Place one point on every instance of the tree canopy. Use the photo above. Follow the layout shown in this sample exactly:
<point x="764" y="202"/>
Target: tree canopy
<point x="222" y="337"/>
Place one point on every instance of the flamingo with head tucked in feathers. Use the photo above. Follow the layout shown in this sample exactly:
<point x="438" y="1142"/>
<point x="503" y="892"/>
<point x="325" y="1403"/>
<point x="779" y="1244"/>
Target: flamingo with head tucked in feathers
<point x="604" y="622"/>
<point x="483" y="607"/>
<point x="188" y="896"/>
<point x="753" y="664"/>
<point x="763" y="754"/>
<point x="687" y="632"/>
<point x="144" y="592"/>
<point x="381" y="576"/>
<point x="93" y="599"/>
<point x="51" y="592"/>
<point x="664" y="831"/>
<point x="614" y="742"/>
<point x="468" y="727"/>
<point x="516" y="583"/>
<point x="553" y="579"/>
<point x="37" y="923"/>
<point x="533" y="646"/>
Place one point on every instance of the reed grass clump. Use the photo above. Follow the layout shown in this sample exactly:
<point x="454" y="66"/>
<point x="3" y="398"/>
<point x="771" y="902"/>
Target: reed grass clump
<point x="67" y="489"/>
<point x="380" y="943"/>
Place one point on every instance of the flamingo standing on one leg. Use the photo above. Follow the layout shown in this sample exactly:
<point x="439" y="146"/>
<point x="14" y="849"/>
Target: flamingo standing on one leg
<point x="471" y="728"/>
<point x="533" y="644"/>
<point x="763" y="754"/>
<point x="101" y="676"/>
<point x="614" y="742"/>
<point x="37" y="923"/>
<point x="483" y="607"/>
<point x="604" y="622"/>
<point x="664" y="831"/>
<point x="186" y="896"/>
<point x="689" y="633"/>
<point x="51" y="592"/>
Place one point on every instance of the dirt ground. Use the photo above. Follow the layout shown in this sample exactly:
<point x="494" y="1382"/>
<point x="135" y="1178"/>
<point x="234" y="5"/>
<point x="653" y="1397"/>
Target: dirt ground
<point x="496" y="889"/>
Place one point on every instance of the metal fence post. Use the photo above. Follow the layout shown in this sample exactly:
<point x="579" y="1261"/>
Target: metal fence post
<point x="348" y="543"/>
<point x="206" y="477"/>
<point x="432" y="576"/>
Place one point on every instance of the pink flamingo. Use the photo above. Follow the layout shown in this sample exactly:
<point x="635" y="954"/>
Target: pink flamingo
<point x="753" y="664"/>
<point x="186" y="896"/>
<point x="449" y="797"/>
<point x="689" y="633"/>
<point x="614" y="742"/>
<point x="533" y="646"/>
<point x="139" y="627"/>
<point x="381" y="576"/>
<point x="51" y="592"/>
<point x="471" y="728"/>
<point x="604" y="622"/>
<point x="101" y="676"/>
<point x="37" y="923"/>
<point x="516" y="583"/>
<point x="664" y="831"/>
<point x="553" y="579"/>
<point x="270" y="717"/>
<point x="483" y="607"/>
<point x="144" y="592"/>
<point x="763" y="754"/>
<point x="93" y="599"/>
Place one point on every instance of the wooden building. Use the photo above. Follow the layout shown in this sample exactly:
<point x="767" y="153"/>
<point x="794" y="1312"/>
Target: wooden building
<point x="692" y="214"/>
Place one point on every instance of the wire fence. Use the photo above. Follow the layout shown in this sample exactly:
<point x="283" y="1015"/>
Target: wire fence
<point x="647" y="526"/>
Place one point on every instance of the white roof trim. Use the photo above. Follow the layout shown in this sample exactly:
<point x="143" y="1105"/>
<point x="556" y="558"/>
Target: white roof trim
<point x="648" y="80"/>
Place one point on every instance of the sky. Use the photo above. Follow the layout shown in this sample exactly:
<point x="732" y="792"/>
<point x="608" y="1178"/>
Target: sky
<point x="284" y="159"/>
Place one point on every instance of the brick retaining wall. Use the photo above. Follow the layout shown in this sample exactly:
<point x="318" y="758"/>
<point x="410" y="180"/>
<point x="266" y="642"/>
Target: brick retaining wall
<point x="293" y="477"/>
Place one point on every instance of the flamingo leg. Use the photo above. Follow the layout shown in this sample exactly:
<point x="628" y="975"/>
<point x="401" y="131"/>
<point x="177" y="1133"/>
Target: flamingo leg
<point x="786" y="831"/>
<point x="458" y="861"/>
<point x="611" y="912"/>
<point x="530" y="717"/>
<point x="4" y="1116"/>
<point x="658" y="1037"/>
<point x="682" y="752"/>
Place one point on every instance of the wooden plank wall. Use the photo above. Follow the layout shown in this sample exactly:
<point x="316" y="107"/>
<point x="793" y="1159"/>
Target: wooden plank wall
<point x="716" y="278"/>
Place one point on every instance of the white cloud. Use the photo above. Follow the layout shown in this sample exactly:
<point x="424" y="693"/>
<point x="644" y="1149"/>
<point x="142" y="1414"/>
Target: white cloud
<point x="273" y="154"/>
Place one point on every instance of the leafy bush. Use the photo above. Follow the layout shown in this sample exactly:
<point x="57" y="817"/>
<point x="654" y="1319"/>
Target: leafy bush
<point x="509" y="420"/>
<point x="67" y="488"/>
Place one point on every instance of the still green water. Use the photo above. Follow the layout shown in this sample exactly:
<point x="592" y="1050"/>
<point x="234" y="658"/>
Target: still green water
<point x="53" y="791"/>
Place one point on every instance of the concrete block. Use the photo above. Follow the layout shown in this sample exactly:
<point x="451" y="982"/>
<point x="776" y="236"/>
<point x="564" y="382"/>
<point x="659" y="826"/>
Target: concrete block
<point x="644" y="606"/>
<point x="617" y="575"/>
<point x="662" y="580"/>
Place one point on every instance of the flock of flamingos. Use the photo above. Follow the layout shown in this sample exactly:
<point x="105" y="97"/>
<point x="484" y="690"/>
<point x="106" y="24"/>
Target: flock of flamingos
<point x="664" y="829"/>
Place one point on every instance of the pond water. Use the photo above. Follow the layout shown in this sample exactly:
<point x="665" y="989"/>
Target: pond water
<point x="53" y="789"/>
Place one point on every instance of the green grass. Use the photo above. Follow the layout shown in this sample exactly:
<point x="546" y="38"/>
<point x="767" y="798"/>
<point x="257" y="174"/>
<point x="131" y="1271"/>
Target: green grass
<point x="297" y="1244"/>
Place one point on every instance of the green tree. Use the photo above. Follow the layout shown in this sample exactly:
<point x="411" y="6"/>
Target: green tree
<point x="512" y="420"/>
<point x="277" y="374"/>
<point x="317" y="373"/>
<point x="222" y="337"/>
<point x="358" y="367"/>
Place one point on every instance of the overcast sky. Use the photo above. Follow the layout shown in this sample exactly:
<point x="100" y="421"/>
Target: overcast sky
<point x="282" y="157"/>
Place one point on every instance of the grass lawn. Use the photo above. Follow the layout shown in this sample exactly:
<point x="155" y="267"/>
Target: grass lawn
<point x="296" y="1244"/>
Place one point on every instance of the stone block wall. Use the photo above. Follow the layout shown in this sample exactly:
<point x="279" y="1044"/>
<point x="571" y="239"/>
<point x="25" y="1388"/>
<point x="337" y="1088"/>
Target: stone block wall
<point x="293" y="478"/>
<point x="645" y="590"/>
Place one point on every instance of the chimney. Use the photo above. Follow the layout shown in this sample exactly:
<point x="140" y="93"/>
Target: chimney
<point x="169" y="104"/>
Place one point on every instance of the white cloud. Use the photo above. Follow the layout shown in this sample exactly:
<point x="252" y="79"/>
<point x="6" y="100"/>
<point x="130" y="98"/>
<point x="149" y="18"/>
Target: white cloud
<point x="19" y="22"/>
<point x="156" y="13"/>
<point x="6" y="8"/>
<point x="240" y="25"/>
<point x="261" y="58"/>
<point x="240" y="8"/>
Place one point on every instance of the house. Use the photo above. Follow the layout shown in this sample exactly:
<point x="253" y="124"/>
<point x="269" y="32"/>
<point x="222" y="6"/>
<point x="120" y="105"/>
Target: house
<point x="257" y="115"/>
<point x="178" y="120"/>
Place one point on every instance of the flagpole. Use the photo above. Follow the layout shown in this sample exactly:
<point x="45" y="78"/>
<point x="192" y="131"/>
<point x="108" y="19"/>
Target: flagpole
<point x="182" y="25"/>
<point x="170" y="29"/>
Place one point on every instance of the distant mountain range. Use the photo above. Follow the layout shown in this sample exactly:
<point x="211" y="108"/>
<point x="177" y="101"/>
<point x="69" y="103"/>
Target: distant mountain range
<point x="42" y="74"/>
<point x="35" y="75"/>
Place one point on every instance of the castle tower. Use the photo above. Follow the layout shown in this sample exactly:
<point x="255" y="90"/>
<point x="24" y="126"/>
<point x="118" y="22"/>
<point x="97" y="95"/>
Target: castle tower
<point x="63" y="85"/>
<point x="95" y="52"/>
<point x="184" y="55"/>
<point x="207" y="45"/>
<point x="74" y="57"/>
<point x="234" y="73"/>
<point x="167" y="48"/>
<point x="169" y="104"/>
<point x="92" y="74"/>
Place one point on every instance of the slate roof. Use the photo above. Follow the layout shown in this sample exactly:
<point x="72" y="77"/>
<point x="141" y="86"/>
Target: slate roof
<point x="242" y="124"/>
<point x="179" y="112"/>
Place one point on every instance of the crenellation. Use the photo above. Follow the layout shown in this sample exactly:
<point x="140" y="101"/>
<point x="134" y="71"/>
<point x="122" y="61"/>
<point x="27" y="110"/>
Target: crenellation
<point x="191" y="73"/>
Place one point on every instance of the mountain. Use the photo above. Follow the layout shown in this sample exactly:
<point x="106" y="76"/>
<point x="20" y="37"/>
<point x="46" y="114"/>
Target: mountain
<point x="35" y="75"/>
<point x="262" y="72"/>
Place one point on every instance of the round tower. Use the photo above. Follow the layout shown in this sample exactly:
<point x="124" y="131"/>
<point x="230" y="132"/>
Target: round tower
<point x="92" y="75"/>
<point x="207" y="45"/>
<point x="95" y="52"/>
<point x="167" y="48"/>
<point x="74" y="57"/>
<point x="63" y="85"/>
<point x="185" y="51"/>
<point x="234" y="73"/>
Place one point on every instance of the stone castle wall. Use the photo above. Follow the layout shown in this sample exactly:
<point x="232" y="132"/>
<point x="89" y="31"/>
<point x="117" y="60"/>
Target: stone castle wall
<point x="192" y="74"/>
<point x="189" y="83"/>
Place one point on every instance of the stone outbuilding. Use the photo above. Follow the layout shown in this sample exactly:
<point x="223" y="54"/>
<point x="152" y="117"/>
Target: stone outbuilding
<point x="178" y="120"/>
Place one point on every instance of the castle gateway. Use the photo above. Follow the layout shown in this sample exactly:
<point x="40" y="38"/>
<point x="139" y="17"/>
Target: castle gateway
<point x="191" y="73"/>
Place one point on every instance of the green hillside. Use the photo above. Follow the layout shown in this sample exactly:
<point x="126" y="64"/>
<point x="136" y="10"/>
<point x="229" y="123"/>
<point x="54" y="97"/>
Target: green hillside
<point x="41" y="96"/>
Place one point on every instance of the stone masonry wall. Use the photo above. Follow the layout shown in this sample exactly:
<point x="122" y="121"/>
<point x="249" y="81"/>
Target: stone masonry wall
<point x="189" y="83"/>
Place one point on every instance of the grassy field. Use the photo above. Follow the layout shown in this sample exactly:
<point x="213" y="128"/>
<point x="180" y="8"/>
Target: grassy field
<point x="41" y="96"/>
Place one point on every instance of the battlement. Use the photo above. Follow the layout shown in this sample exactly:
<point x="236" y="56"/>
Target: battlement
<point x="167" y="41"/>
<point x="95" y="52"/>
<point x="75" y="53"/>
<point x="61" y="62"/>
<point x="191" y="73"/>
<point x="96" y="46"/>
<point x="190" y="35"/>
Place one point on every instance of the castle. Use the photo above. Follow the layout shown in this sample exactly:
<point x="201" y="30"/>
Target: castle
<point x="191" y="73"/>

Required task =
Exactly repeat the lines from the line that contains "Place one point on every instance of the castle gateway." to the end of the entries, both included, and leave out all other lines.

Finished exercise =
Place one point on every instance of the castle gateway. Use the photo above. Follow the layout shown in this sample exactly:
<point x="40" y="38"/>
<point x="139" y="17"/>
Target: castle gateway
<point x="191" y="73"/>
Place one point on every instance of the green hillside. Use the photo above. Follow the layout shown in this sample exactly:
<point x="126" y="64"/>
<point x="136" y="10"/>
<point x="229" y="123"/>
<point x="54" y="97"/>
Target: green hillside
<point x="41" y="96"/>
Place one point on every instance of the stone masonry wall. Use the photo above. Follow the layout shown in this sample exactly:
<point x="122" y="121"/>
<point x="249" y="81"/>
Target: stone masonry wall
<point x="189" y="83"/>
Place one point on every instance of the grassy field. Use the photo above. Follow the layout shown in this sample exactly:
<point x="213" y="128"/>
<point x="180" y="8"/>
Target: grassy field
<point x="41" y="96"/>
Place one point on every instance of the battlement. Use the photo above. Follow the layout shown in this sample exactly:
<point x="236" y="56"/>
Target: battlement
<point x="167" y="41"/>
<point x="95" y="52"/>
<point x="75" y="53"/>
<point x="61" y="62"/>
<point x="191" y="73"/>
<point x="96" y="46"/>
<point x="190" y="35"/>
Place one point on every instance of the castle. Use the photo above. Follow the layout shown in this sample exactly:
<point x="201" y="30"/>
Target: castle
<point x="191" y="73"/>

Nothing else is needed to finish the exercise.